● **TASK TO COMPLETE**
Please rewrite the entries below with every "soccer" changed to "football" and everything else left as it is.

● **SOURCE DATA**
================================

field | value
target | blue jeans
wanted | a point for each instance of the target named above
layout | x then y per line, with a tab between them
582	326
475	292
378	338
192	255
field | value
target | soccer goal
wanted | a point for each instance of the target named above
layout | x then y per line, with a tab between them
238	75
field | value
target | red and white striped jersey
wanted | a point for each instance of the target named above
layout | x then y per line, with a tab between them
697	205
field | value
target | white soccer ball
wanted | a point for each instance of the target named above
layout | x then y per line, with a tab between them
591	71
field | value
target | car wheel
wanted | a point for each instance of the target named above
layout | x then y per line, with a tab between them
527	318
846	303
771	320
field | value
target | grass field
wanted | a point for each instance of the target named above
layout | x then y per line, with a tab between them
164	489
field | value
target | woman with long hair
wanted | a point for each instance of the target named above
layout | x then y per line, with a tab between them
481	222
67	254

================================

● **IN RESPONSE**
field | value
target | blue jeans
wanted | a point for each instance of the target named above
layout | x then y per line, with a tab between them
582	326
475	292
378	338
192	255
field | value
target | football goal
wanted | a point for each instance of the target named above
layout | x then y per line, with a tab between them
238	75
field | value
target | red and white striped jersey
wanted | a point for each instance of the target named above
layout | x then y per line, with a tab between them
697	205
field | value
target | white football ball
wanted | a point for each instance of the target named above
layout | x then y per line, with a tab between them
591	71
field | value
target | car wheel
wanted | a point for each instance of the target named above
layout | x then y per line, with a tab between them
527	318
846	303
771	320
field | value
target | grass field
wanted | a point for each instance of the target named above
layout | x then y per line, with a tab between them
164	489
field | value
target | woman with long hair
wanted | a point for each instance of the target named above
layout | x then y per line, with a tab between them
481	222
67	254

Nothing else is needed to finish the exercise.